[Opening Selected passage section]
Among the obstacles to a more robust culture of research data sharing and preservation, one that stands out to me is the current lack of participation by most researchers. Research data are unlikely to be re-used or repurposed unless they are published (with a lower-case “p”) or made available to a wide audience via posts on websites or deposits into online data repositories. Unfortunately, several studies of researcher behavior show that this is not common practice. But perhaps the dissemination of research data could become more common if data were Published (with an upper-case “p”) or made available to a wide audience with an assurance of their quality, marking datasets as objects of importance and worthy of attention from other researchers, funding agencies, and tenure and promotion committees.
The recent emergence of “data papers” and “data journals” allows for this possibility. A data paper resembles a traditional journal article except that instead of forming an argument or drawing conclusions from data, it provides a detailed description of a dataset, including how the data were collected, processed, and/or analyzed. By my count, there are now at least 60 journals that either exclusively publish data papers (e.g., Geoscience Data Journal, Gigascience) or publish data papers as one article type (e.g., Ecology, BMC Research Notes). These journals include those that publish descriptions of large databases or data collections (e.g., BMC Bioinformatics), computer programs created for research purposes (e.g., Journal of Open Research Software), or computational models (e.g., Geoscientific Model Development). Nearly all data journals are aimed toward the basic and medical sciences, although some cover scientific disciplines that cross into the social sciences and humanities (e.g., Journal of Open Public Health Data, Journal of Open Archeology Data). Adding credence to this new publishing format is the fact that the prestigious Nature Publishing Group is launching a new data journal, Scientific Data, next year (although other Nature forays into new publication formats, such as Nature Precedings, were ultimately not successful).
At the CLIR Postdoctoral Fellow Winter 2013 meeting in Washington DC, data journals were one of the discussion topics in a seminar on data publication. Although some fellows viewed data journals as a promising development in research data sharing and preservation, others expressed concerns about turning data over to publishers and whether the structure of scientific data journals can be transformed to accommodate humanities data.
[Closing Selected passage section]
> **Exercise**: Could you copy the text on data journals, starting at "Among the obstacles" and stopping after "and promotion committees.", but replace "obstacles" with "barriers"?
[Opening Provided records section]
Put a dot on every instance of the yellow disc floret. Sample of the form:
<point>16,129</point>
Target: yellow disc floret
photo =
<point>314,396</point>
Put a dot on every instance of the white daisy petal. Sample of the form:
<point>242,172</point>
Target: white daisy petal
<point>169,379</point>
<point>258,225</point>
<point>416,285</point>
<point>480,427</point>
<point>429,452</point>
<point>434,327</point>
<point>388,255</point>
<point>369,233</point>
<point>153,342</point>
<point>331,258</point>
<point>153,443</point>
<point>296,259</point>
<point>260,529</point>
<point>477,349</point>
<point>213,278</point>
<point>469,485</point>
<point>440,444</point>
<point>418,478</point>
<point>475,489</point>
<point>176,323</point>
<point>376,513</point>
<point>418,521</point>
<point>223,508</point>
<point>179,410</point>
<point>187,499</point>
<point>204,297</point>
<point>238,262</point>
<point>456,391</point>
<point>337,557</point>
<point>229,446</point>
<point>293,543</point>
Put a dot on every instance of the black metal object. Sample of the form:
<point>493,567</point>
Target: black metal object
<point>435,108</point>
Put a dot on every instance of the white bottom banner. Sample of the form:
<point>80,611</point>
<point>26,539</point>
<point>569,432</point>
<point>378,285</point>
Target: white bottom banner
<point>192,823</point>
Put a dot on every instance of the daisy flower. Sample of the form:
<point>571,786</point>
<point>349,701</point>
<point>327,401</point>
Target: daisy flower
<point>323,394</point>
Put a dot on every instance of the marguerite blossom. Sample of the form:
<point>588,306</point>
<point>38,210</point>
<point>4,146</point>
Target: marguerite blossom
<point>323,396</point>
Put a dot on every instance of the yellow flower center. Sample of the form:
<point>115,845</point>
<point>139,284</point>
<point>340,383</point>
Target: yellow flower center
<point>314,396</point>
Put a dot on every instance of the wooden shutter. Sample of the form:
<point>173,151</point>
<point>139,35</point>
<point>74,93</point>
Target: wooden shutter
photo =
[Closing Provided records section]
> **Exercise answer**:
Among the barriers to a more robust culture of research data sharing and preservation, one that stands out to me is the current lack of participation by most researchers. Research data are unlikely to be re-used or repurposed unless they are published (with a lower-case “p”) or made available to a wide audience via posts on websites or deposits into online data repositories. Unfortunately, several studies of researcher behavior show that this is not common practice. But perhaps the dissemination of research data could become more common if data were Published (with an upper-case “p”) or made available to a wide audience with an assurance of their quality, marking datasets as objects of importance and worthy of attention from other researchers, funding agencies, and tenure and promotion committees.